Elle allègue que ce droit est à caractère et moral et patrimonial au fondement des arrêts rendus par les cour d’appel de Paris et Aix-en-Provence le 1er décembre 1965 et le 21 mai 1991.

Mme [Y] soutient que le montant du préjudice est dérisoire car insuffisant à réparer son préjudice. Elle fait état d’un préjudice moral qu’elle dit devoir tirer des circonstances de la faute. Elle ajoute qu’il n’est pas fait obligation à la victime de rapporter de quelconques preuves matérielles du désagrément conformément à la jurisprudence de la Cour de cassation rendue par 1ère chambre civile en date du 5 novembre 1996 « prisma c/ Mme G ». Ainsi, c’est ici le caractère intrusif des clichés dans sa vie familiale qui est critiqué en ce qu’il serait dévalorisant, car Mme [Y] se trouve en maillot de bain, peu importe qu’elle se trouve sous un jour favorable puisqu’elles dévoilent sa « plastique en grand format », ce qui est en sus non conforme à l’image habituelle renvoyée par la personne publique.

Elle ajoute que cette image contreviendrait à l’image qu’elle expose en lien avec diverses marques de luxe (pièce 7 et s.), ce qui pourrait dégrader la valeur marchande de son image comme cela a déjà été jugé (pièce 5.26).

Enfin, Mme [Y] dit justifier son préjudice en lien avec l’ampleur de la publication, le tirage de Paris Match atteignant les 14 millions d’exemplaires.

DONNÉES AFFICHÉES:
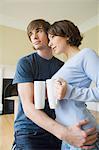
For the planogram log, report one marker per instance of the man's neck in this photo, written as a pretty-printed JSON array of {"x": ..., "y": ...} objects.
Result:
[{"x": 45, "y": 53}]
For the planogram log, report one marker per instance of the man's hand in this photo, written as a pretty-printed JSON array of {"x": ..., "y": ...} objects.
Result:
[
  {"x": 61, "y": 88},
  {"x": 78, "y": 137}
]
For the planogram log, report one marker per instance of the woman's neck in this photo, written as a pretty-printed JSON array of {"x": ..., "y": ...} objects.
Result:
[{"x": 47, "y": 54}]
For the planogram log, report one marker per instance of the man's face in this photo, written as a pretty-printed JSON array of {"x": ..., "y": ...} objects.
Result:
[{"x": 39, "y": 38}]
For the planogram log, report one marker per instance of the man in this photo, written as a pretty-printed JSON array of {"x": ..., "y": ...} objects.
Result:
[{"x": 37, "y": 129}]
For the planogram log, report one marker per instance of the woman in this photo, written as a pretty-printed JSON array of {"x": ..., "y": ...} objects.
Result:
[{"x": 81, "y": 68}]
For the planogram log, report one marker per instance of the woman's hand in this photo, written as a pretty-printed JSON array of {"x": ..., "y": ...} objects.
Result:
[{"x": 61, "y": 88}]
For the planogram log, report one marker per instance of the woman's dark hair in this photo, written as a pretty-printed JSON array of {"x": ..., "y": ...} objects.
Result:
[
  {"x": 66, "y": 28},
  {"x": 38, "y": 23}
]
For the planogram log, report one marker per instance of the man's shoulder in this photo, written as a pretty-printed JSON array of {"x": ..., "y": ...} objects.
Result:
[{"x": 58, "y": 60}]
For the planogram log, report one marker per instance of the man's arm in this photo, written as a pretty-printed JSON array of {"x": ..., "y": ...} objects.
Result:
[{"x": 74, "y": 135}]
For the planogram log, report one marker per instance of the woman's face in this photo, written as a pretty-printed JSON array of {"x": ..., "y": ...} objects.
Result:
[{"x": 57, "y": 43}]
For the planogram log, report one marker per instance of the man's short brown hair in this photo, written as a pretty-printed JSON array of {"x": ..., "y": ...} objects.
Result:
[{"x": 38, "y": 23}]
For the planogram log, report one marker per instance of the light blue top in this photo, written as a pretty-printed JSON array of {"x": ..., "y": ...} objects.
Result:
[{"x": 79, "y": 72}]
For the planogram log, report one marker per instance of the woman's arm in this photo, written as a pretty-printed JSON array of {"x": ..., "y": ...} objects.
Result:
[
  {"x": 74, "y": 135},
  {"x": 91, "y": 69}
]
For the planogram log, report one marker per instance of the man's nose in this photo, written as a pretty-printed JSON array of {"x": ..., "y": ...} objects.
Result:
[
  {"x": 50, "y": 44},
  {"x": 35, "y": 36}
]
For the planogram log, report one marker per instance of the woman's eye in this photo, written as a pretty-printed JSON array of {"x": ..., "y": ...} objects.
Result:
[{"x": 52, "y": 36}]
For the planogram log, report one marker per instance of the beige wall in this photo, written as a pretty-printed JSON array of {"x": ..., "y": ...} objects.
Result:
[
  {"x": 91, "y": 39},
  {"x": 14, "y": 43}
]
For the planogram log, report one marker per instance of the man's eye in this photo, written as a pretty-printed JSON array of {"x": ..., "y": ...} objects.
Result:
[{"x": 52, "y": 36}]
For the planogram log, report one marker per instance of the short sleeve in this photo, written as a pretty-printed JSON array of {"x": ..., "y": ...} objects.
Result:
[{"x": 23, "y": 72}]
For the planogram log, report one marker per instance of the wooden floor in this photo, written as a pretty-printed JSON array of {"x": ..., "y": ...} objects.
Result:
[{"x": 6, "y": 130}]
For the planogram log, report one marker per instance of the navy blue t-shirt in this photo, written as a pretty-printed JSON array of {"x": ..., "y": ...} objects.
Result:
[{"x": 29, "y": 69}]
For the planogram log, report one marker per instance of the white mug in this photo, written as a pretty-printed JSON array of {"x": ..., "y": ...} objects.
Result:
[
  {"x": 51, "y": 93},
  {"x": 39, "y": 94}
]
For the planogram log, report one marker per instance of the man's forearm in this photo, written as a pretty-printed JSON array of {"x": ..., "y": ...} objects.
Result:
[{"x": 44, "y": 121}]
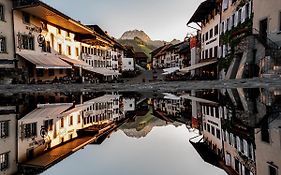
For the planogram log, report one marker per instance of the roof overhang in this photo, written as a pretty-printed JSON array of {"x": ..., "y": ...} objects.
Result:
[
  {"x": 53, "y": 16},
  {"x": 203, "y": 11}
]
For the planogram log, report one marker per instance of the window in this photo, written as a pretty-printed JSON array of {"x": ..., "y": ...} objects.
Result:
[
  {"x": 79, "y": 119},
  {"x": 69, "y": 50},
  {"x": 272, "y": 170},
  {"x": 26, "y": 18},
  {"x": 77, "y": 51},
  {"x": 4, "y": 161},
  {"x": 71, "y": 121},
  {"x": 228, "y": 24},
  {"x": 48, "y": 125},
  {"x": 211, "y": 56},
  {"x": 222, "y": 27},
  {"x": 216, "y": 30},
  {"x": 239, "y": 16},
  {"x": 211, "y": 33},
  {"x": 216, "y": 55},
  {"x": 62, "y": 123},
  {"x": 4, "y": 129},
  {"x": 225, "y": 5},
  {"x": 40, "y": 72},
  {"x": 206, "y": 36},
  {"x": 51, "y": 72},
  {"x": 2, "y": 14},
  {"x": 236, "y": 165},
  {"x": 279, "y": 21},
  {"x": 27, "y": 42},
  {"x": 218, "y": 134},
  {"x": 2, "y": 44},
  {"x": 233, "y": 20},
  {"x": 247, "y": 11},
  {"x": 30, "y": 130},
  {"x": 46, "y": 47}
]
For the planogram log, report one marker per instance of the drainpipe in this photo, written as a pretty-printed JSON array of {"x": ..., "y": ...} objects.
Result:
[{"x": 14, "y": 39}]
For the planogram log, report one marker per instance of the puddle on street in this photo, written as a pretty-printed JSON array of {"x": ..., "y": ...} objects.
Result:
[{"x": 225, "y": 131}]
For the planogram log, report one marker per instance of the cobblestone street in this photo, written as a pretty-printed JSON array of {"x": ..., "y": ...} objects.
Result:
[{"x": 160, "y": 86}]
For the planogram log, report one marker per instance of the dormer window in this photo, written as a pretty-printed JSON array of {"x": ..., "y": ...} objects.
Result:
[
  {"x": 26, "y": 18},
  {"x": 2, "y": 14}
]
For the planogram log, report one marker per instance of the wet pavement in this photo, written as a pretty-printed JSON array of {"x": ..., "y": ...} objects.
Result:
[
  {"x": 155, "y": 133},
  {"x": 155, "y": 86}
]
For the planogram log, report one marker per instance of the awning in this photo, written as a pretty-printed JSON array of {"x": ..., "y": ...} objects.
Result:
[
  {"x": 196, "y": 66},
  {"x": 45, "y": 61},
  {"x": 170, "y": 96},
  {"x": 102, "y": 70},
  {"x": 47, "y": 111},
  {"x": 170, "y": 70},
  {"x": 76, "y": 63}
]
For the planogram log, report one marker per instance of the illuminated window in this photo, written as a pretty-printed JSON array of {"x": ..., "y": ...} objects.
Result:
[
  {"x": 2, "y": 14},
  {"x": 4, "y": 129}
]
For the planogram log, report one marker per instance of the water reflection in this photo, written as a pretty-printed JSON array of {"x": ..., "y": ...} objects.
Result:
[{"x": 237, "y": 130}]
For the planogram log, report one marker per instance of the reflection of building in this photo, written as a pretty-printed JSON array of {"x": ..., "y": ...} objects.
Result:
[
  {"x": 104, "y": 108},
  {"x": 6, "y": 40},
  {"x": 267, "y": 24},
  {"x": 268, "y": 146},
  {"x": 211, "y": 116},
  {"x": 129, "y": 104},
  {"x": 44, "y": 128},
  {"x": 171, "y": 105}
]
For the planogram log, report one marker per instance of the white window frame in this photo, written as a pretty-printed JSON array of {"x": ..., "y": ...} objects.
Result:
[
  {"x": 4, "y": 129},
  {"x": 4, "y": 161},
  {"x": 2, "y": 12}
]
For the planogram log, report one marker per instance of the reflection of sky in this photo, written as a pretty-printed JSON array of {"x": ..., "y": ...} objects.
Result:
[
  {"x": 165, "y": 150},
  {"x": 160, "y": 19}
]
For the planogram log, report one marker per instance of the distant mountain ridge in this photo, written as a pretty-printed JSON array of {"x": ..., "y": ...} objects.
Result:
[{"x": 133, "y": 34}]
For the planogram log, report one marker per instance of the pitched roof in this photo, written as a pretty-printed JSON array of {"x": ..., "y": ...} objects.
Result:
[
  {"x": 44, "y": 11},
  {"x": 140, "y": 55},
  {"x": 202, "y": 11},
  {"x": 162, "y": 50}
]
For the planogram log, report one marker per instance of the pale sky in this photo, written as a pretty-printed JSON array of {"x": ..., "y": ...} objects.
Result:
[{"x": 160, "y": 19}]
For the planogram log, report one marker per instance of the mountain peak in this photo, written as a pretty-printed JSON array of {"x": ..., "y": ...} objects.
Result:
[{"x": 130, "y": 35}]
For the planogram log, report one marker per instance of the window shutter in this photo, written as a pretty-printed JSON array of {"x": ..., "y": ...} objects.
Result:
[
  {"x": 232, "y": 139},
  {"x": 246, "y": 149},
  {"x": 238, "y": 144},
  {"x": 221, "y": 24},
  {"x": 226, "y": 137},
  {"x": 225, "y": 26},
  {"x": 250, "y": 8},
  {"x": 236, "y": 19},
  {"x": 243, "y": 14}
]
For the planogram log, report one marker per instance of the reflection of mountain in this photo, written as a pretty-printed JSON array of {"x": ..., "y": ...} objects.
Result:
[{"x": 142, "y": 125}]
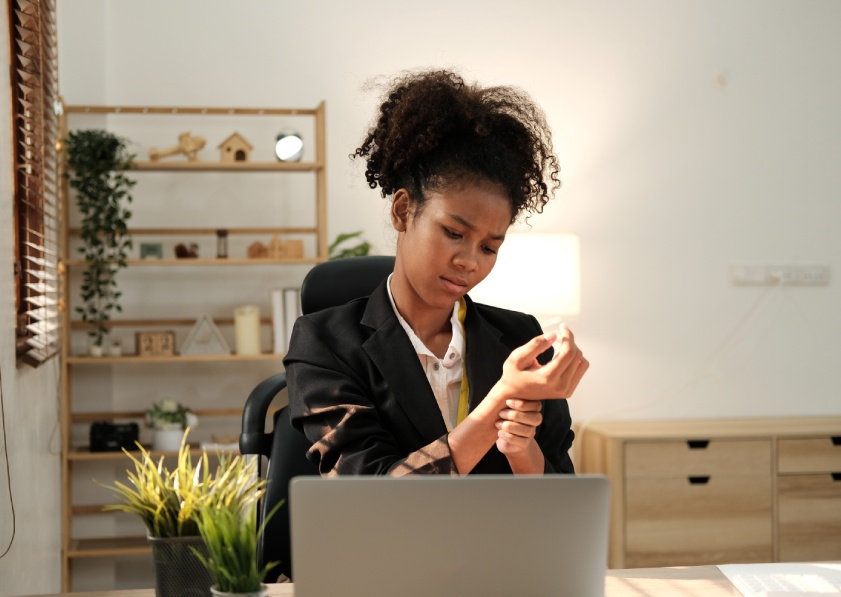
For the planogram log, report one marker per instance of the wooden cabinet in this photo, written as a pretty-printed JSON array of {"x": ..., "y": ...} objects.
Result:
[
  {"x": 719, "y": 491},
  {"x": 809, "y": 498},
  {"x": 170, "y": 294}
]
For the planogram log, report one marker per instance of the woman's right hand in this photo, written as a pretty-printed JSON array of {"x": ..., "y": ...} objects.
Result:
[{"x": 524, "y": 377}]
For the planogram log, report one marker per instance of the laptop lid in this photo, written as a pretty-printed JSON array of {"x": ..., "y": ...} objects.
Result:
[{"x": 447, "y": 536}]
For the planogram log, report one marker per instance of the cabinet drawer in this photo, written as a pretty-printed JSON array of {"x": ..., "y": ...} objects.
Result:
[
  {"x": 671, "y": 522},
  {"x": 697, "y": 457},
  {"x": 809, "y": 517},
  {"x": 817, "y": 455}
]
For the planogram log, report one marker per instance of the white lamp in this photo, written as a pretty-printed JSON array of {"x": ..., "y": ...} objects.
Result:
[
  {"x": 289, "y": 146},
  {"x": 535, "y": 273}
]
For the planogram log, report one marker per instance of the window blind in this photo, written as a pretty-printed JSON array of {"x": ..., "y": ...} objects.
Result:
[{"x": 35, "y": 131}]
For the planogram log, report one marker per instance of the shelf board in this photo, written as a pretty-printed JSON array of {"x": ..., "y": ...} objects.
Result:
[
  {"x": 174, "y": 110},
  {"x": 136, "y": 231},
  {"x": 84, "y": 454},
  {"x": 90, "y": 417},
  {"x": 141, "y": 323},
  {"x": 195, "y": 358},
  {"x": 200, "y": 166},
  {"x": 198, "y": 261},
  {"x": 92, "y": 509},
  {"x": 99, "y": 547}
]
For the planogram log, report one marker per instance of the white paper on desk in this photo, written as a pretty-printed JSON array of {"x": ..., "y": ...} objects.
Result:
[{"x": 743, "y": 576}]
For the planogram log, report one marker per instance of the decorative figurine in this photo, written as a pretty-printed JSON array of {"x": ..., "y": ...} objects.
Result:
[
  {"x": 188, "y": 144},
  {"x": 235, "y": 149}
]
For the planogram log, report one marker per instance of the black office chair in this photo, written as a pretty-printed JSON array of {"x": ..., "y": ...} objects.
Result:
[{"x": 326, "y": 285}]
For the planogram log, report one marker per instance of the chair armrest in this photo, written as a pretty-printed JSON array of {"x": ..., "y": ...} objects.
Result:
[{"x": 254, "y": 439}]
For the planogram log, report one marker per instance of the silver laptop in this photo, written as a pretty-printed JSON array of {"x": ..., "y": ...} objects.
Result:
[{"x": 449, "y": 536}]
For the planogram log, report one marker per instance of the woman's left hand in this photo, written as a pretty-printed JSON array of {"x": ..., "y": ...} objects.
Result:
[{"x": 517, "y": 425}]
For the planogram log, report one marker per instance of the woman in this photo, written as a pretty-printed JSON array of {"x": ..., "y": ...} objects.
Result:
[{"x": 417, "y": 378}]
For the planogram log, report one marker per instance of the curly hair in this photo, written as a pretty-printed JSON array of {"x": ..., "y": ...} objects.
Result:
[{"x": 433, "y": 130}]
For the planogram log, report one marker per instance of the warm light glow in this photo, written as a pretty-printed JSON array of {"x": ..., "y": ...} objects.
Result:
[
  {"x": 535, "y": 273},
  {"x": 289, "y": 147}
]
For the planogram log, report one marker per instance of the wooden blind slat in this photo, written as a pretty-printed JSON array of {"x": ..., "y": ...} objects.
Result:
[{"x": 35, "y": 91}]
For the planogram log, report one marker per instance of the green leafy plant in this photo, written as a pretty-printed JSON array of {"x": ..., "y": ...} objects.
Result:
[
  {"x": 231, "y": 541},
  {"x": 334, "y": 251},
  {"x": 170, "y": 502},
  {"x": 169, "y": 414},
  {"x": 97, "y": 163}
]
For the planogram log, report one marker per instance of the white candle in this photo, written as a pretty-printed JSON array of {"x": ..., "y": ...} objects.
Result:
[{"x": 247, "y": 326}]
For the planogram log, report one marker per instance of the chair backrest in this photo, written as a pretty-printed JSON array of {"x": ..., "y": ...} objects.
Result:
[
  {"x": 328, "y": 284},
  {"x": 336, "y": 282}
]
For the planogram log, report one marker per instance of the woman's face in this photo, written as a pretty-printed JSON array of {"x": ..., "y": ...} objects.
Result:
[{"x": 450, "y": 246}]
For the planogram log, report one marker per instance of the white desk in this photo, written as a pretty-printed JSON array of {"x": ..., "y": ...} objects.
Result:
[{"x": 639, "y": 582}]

CONSIGNE À SUIVRE: Veuillez reprendre l'extrait sur le préjudice invoqué par Mme [Y] et le prolonger à partir de sa dernière phrase.

RÉSULTAT OBTENU:
Pour finir, elle affirme que le caractère récurrent des atteintes est lui aussi un facteur d’aggravation du préjudice constitutif selon elle d’un harcèlement médiatique (pièce 8). Elle en déduit qu’il convient de faire par ailleurs état de sa position stricte puisqu’elle ne communique pas sur sa vie privée, mais uniquement professionnelle (pièce 5.10).

La société Lagardère Media News conclut à la confirmation du jugement sur ce point et juge exorbitantes les demandes formées par Mme [Y] à hauteur de cour. Elle réfute toute forme de harcèlement en ce que toutes les décisions alléguées ne portent pas uniquement sur Paris Match (pièce 4.1 et 4.2). Elle ajoute que diverses pièces fournies aux débats ne sauraient appuyer l’existence d’un harcèlement car non constitutives de condamnation (pièce 7 et 3.1). Enfin, elle observe que plusieurs décisions de sanction relèvent des anciens propriétaires du journal qui sont d’autres groupes de presse toujours existants. Par ailleurs, d’après elle, aucun harcèlement n’est caractérisable en ce qu’il n’existe aucune intention de nuire et que l’article porte sur le thème précis des mariages princiers.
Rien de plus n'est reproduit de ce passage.